------ EXTRAIT DU TEXTE
Des dispositions aussi philanthropiques indiquaient assez que la diète n'avait pas fait un vain appel au roi Oscar. Celui-ci, ne se croyant point obligé de cacher sa pensée, fit savoir en 1844 aux Etats du royaume son vif désir de s'illustrer en prononçant l'émancipation, aussitôt que la situation financière du pays le permettrait. Les états, qui avaient les premiers provoqué l'attention du souverain, ne pouvaient manquer de seconder ses nobles vues ; aussi viennent-ils de voter, au commencement de cette année, une somme de 50,000 gourdes (250,000 fr.) pour l'affranchissement définitif. Ce capital sera donné annuellement par cinquième et consacré au rachat successif des 518 esclaves qui existent à Saint-Barthélemy.
Déjà l'œuvre de délivrance a commencé, un premier terme de 10,000 gourdes a été versé, et cent vingt esclaves suédois ont été émancipés le 10 juin dernier, au nom du respect que l'homme se doit à lui-même. Heureuse résolution qui comptera à la Suède et au roi Oscar dans l'histoire de l'humanité!
L'acte libérateur fut promulgué dans l'île avec un règlement fort sage, donné par le gouverneur à Gustavia, le 22 mai 1846, et intitulé: Instructions sur l’émancipation graduelle des esclaves. Ce règlement institue d'abord un comité d'estimation, composé de six membres, dont un tiers nommé par le gouverneur, un tiers par la cour de justice, et le dernier tiers par les propriétaires. Les décisions de ce comité sont sans appel. Il doit (art. 5) prendre en considération toute ouverture qui lui est faite, soit par des esclaves pour se racheter en tout ou en partie, soit par des propriétaires qui veulent rendre la liberté à des esclaves, devant toujours la préférence aux premiers et à ceux qui donnent proportionnellement davantage.
On voit que l'on a voulu d'abord faire servir les fonds de l'émancipation à aider ceux des ilotes qui pourraient fournir un appoint quelconque sur leur valeur. C'est justice dans la circonstance donnée ; mais, en même temps, c'est l'inconvénient du mode d'émancipation graduelle. Il s'ensuit que l'esclave qui n'a rien, parce que souvent il n'a rien pu acquérir, est moins favorisé que les autres, qui ne sont peut-être pas plus méritants, quoique plus riches.
------------
------ DONNÉES EXTRAITES
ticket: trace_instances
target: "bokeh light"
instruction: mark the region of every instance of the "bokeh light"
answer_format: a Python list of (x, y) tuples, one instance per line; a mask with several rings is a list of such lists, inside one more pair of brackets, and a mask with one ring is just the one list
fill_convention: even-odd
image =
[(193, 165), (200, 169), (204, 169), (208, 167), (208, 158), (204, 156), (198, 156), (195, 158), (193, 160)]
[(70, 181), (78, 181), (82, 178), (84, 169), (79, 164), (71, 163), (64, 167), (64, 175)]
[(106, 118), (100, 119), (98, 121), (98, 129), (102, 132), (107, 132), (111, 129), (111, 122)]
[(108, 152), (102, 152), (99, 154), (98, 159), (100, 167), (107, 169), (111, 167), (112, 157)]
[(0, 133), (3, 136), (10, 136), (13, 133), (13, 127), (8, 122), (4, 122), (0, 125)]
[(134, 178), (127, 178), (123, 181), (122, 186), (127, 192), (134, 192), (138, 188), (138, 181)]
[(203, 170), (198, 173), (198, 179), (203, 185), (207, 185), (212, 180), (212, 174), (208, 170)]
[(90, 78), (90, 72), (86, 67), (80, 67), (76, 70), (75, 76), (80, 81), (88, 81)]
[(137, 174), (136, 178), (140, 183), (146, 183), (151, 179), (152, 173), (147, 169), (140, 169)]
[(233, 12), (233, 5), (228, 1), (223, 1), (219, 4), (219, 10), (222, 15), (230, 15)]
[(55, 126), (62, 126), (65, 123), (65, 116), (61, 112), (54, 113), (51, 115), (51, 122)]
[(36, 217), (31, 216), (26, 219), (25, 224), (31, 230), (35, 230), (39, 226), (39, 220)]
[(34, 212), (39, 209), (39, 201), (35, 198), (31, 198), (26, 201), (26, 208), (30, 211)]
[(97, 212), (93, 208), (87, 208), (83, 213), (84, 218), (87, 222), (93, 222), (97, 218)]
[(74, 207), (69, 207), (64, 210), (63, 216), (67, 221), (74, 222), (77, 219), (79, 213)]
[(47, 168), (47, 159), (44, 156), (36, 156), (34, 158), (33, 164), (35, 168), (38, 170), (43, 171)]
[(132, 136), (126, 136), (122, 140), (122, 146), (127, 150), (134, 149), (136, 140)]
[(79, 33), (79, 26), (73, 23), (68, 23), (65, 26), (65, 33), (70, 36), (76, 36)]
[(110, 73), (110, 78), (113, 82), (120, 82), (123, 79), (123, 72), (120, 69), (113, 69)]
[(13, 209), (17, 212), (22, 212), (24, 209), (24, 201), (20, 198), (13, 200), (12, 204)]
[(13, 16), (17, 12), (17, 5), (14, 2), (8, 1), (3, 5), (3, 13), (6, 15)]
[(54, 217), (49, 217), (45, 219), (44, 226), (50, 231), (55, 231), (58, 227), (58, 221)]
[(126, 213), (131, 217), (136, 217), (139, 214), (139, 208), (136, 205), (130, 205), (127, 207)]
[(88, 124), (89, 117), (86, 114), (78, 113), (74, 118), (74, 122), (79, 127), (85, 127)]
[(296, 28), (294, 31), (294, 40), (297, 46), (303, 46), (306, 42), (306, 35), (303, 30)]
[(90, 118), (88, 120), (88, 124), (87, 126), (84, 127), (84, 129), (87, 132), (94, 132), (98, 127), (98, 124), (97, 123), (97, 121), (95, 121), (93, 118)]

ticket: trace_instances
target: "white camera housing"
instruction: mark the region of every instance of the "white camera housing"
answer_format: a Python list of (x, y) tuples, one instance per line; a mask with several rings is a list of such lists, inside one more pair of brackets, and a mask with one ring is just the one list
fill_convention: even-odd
------------
◆ CONSIGNES DE L'EXERCICE ◆
1) Extrayez sans aucune modification les lignes des entrées, depuis leur toute première ligne jusqu'à la ligne contenant « 129), (111, 122)] », celle-ci comprise.
2) Poursuivez le texte sur l'émancipation des esclaves de Saint-Barthélemy à partir de l'endroit où il s'arrête.

◆ RÉPONSES FOURNIES ◆
1)
ticket: trace_instances
target: "bokeh light"
instruction: mark the region of every instance of the "bokeh light"
answer_format: a Python list of (x, y) tuples, one instance per line; a mask with several rings is a list of such lists, inside one more pair of brackets, and a mask with one ring is just the one list
fill_convention: even-odd
image =
[(193, 165), (200, 169), (204, 169), (208, 167), (208, 158), (204, 156), (198, 156), (195, 158), (193, 160)]
[(70, 181), (78, 181), (82, 178), (84, 169), (79, 164), (71, 163), (64, 167), (64, 175)]
[(106, 118), (100, 119), (98, 121), (98, 129), (102, 132), (107, 132), (111, 129), (111, 122)]

2)
Il est expressément enjoint au comité, par le même article 5, de bien vérifier les titres du maître, de s'assurer si l'esclave présenté est loyalement et légalement la propriété de son possesseur, ou s il n'a pas été introduit dans l'île en contravention de l'ordonnance de 1830 sur la traite, publiée à Saint-Barthélemy le 8 janvier 1831. A cet égard, le comité est investi du pouvoir de faire comparaître devant lui tout témoin qui pourrait l'éclairer.
Comme le principe de l'indemnité sera sans doute admis pour l’abolition française, c'est là une réserve fort sage qui devra nous servir de modèle.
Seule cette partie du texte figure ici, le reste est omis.